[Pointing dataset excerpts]

— Begin —

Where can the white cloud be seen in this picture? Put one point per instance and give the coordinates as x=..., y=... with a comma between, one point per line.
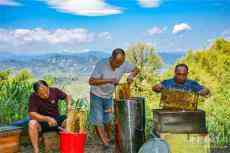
x=84, y=7
x=105, y=35
x=9, y=3
x=59, y=39
x=155, y=30
x=149, y=3
x=180, y=28
x=226, y=34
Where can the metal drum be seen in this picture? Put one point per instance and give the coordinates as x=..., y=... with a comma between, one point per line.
x=129, y=124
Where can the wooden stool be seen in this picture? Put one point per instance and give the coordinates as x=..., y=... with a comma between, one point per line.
x=51, y=141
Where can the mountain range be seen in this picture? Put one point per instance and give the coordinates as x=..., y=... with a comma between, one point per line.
x=64, y=64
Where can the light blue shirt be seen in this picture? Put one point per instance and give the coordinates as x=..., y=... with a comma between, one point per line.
x=103, y=70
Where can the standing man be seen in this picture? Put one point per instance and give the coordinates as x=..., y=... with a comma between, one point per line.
x=43, y=110
x=105, y=76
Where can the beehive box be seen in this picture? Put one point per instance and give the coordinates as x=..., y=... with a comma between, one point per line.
x=165, y=121
x=187, y=143
x=9, y=139
x=178, y=100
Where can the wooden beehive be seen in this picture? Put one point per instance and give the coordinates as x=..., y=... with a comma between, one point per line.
x=178, y=100
x=187, y=143
x=179, y=121
x=9, y=139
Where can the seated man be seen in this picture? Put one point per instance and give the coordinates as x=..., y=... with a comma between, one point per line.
x=181, y=82
x=43, y=110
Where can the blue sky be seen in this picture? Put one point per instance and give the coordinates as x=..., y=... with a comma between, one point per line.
x=38, y=26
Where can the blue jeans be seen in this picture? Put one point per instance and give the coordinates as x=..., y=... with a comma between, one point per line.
x=98, y=106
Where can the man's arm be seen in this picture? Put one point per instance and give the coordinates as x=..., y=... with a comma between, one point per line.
x=68, y=100
x=157, y=88
x=133, y=74
x=204, y=92
x=43, y=118
x=96, y=82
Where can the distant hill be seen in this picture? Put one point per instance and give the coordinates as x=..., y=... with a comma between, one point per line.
x=63, y=64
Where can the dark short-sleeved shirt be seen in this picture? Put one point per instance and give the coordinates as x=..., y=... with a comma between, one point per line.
x=47, y=107
x=103, y=70
x=188, y=85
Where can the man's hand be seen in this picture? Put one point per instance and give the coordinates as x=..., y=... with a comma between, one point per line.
x=51, y=121
x=205, y=92
x=114, y=81
x=69, y=108
x=157, y=88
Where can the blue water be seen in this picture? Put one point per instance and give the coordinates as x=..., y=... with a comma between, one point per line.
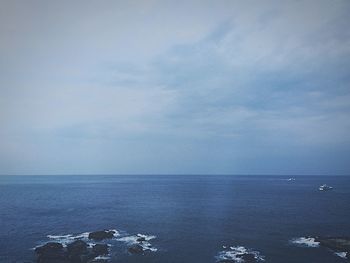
x=192, y=216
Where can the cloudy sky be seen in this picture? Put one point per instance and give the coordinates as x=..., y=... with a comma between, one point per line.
x=178, y=87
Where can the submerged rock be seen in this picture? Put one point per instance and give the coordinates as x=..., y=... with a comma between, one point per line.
x=100, y=235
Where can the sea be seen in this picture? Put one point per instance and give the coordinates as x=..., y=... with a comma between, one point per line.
x=183, y=218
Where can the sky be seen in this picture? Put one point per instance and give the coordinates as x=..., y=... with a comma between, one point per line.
x=175, y=87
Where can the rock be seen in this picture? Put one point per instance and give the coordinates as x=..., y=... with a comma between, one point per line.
x=141, y=239
x=248, y=258
x=100, y=235
x=100, y=249
x=135, y=249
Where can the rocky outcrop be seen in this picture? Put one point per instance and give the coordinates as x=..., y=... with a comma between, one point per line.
x=75, y=252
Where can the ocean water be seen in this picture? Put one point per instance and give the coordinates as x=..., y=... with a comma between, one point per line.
x=192, y=218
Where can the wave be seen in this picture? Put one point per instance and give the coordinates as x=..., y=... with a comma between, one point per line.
x=139, y=239
x=239, y=254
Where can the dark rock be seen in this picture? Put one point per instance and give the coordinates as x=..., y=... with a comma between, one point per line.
x=248, y=258
x=100, y=235
x=100, y=249
x=141, y=239
x=135, y=249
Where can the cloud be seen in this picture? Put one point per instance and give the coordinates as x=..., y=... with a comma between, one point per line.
x=154, y=87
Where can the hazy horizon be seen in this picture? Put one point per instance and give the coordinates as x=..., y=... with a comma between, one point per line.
x=158, y=87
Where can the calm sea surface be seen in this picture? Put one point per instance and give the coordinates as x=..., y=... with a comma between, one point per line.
x=192, y=217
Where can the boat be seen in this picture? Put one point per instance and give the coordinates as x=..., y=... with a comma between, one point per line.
x=325, y=187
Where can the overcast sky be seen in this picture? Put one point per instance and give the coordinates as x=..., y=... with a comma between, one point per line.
x=174, y=87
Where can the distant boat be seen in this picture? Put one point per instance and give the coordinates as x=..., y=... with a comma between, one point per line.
x=325, y=187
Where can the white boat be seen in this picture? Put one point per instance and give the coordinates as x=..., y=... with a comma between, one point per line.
x=325, y=187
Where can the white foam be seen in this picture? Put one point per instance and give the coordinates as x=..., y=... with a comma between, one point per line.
x=341, y=254
x=102, y=257
x=305, y=242
x=132, y=240
x=235, y=254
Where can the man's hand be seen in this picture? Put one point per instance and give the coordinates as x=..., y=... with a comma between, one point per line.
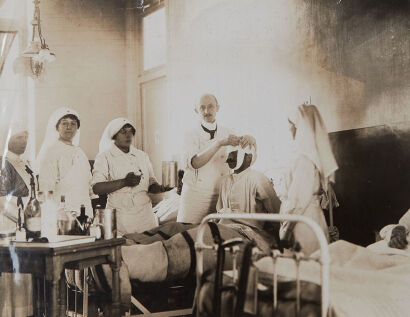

— End —

WHAT THE TASK ASKS: Please rewrite the rows starting at the line containing "Where can the blue water" and ending at the line containing "x=178, y=87", keeping the requests unchanged and multiplying every coordinate in the answers by 2.6, rounded to the nearest whole number with halves rounded up. Leave the pictures out of your answer.

TASK OUTPUT:
Where can the blue water be seen in this picture? Put one point per instance and give the coordinates as x=..., y=... with a comma between, one point per line.
x=499, y=562
Where can the cloudy sky be seen in this picture? Put one point per instance and give the coordinates as x=..., y=... with a comma between, one point per line.
x=463, y=226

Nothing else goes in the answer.